Written exercise.
Copy out the data below as written; omit any images.

Records supplied.
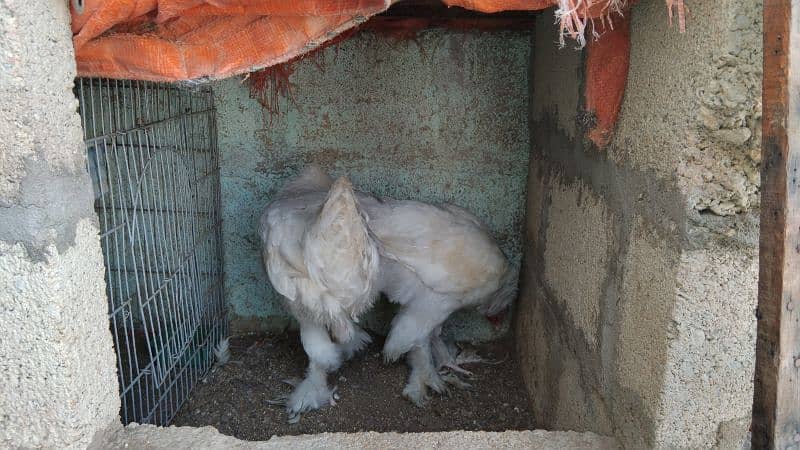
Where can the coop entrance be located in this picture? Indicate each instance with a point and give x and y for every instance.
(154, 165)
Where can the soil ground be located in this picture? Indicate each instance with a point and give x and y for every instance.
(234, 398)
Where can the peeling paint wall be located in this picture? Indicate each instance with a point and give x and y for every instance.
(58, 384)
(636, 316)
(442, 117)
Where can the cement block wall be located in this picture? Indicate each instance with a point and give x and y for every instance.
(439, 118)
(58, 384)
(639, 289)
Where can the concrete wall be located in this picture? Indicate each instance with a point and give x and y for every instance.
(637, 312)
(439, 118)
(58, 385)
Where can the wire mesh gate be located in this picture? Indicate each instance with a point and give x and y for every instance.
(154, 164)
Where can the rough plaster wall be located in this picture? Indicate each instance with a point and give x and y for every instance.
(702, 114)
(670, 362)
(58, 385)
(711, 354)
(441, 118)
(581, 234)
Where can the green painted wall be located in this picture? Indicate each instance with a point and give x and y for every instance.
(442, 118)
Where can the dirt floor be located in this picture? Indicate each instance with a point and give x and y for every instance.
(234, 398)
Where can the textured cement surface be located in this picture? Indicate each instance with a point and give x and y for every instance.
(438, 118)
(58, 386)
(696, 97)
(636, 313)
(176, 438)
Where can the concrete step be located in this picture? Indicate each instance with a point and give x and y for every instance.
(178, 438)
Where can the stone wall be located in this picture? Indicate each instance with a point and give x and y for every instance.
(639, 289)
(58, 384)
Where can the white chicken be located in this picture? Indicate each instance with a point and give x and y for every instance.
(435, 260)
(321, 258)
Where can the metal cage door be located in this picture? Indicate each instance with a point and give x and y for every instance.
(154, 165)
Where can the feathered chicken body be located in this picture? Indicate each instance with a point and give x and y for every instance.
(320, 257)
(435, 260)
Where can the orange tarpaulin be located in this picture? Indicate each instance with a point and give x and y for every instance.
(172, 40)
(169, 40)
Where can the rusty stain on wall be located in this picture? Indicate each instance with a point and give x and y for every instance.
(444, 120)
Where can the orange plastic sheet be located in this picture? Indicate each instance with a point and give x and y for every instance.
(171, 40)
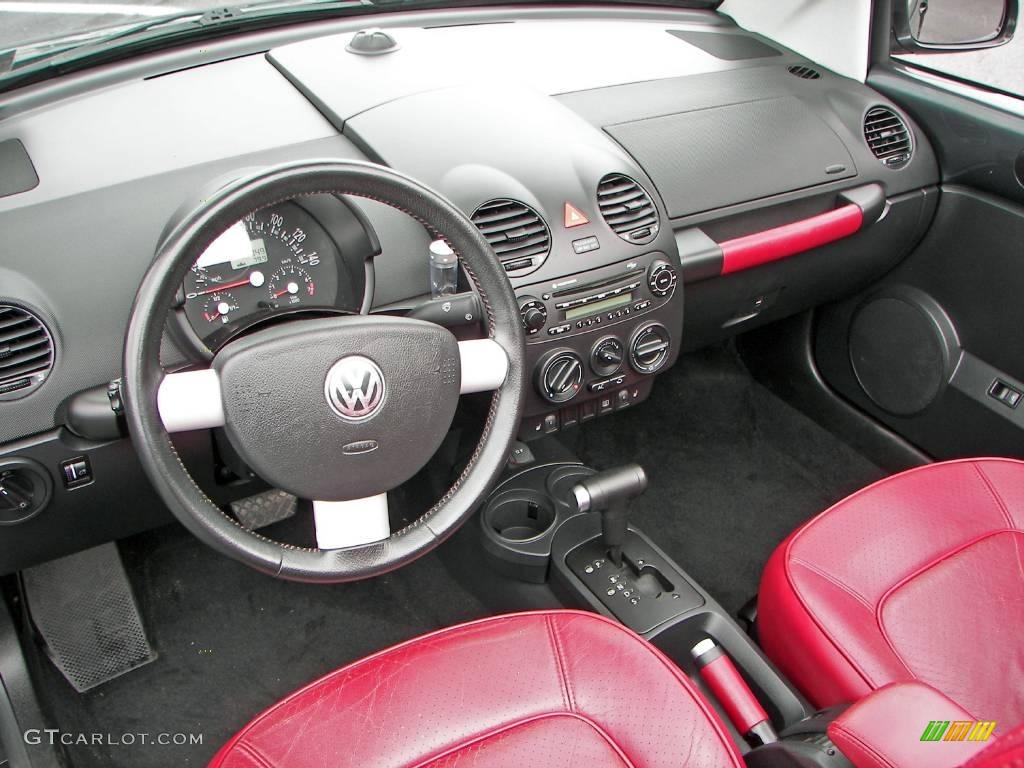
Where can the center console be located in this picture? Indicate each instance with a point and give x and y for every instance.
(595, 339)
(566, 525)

Solved exercise.
Where can the coop entrance be located in this picture? Indicate each instance with a point and give x and y for every instance.
(154, 165)
Where can the soil ground be located in this picture? Indicate each instance with a point and give x and y for every instance.
(234, 398)
Where can the peeling paint wall be located in this picture? Indicate each instance with a point and give x and y for every instance.
(58, 384)
(636, 316)
(442, 117)
Where can the cement block wall be located in this picture? Indicate each instance with a point and give x and y for every instance.
(439, 118)
(58, 384)
(639, 289)
Where can the concrete wall be located in this picture? Indicate each instance with a point and give x and y for every instance.
(637, 312)
(439, 118)
(58, 385)
Where can the wire mesh gate be located in this picture? Indicate each instance with a point and give x and y for every instance.
(154, 164)
Where can the rough plaster wall be located in this picture? Indicate each instance with a point and give x and y for every instance.
(702, 114)
(670, 362)
(58, 385)
(711, 354)
(441, 118)
(581, 234)
Where can the green painted wall be located in this picture? Indicate each instance with a point and give x and y for every instance.
(442, 118)
Where can the dirt floor be located in this picture? Indicate each instance with a point and give x and y for every instance.
(234, 398)
Where can the textured cement surface be located in this picture? Indicate each instance with a point and give x and y for every instance.
(438, 118)
(58, 386)
(696, 97)
(636, 313)
(176, 438)
Where can the concrete step be located in this picture? Indicate each instance with a point and give x and y for every instance.
(178, 438)
Where can the stone wall be located in this picture? Indicate each instance with a point and give x and y for every instance.
(639, 289)
(58, 384)
Where can the white chicken be located in this picture? Indicate each instance with a point and give x and y for every instance.
(435, 260)
(321, 258)
Where can the metal cage door be located in this picture? Indicate each instance with a point and give x and y for every instance.
(154, 165)
Where can the feathered chicken body be located in this picture? Indicate each instance with a point and give x and y for every instance.
(320, 257)
(435, 260)
Where can the orange tarpaulin be located in this picture? Indicate each instance with a point and give x and y for every instance.
(172, 40)
(169, 40)
Where can the rusty stain on wall be located in this picture? Indicate each instance with a point and give x and y for every instance.
(444, 120)
Where can the orange plastic sheet be located in this picture? Indicate each instance with a point and give x and y for every instance.
(171, 40)
Where can the center console be located in this picture? Indicate each instance with a point and give x and y for every instance.
(595, 339)
(566, 525)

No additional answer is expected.